--- Excerto do documento ---

============

16.1.24

DAS MEZINHAS E REZAS AOS FÁRMACOS

Por A. M. Galopim de Carvalho

Um tema antigo, bem gravado na memória, é o das enfermidades e dos meios com que se procurava dar-lhes combate. Nos curtos anos da minha infância e adolescência pude assistir à substituição das mezinhas e dos remédios manipulados na farmácia pelos fármacos produzidos industrialmente. É claro que não conheço o suficiente de história da medicina e da instituição farmacêutica que me permitam abordar este tema em moldes minimamente fundamentados. Mas o que eu posso e sei fazer é relatar o que, neste domínio, se passava nesse tempo, no seio da minha família.

============

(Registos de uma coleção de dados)
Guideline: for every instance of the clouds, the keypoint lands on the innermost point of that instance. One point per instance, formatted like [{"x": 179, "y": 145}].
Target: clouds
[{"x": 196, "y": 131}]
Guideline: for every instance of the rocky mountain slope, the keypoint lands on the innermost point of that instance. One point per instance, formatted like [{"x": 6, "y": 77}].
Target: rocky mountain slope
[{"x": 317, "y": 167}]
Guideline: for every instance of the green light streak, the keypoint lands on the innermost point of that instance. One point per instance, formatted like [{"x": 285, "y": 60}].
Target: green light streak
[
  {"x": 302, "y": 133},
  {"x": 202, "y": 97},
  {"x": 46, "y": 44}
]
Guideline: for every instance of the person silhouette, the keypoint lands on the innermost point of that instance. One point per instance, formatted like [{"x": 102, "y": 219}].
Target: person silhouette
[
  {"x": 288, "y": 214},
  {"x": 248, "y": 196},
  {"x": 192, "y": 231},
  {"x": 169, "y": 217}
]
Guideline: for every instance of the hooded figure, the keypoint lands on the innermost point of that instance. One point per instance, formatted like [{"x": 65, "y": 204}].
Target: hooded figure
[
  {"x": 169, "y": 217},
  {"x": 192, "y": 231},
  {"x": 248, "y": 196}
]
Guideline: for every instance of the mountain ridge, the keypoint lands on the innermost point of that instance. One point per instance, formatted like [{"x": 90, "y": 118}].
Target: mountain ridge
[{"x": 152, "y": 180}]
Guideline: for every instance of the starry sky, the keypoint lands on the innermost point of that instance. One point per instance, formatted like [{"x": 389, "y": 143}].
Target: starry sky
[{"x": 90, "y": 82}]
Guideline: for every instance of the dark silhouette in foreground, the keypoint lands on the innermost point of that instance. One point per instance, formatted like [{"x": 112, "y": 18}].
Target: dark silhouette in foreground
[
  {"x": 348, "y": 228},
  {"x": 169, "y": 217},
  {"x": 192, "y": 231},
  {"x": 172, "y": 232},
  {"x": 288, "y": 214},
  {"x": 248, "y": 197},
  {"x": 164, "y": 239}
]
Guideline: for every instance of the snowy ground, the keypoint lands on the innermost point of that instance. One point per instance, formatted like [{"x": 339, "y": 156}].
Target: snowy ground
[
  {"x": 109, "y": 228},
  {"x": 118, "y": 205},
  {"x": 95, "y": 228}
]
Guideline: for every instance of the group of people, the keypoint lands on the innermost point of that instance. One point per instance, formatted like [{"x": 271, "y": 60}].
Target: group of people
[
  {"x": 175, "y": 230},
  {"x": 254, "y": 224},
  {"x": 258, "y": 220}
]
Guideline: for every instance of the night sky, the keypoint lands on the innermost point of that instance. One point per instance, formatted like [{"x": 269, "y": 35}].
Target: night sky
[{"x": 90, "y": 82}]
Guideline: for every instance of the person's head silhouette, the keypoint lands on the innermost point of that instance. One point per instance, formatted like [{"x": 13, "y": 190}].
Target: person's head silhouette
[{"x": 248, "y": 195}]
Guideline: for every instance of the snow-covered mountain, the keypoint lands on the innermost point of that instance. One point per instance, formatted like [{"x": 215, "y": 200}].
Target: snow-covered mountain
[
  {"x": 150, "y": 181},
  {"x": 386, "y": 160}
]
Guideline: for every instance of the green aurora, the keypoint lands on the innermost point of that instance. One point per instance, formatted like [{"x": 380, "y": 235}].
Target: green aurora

============

--- Detalhes do exercício ---
Pode citar, palavra por palavra e do princípio ao fim, o texto sobre as mezinhas e os fármacos? As entradas não são precisas para nada.

--- Resposta ao exercício ---
16.1.24

DAS MEZINHAS E REZAS AOS FÁRMACOS

Por A. M. Galopim de Carvalho

Um tema antigo, bem gravado na memória, é o das enfermidades e dos meios com que se procurava dar-lhes combate. Nos curtos anos da minha infância e adolescência pude assistir à substituição das mezinhas e dos remédios manipulados na farmácia pelos fármacos produzidos industrialmente. É claro que não conheço o suficiente de história da medicina e da instituição farmacêutica que me permitam abordar este tema em moldes minimamente fundamentados. Mas o que eu posso e sei fazer é relatar o que, neste domínio, se passava nesse tempo, no seio da minha família.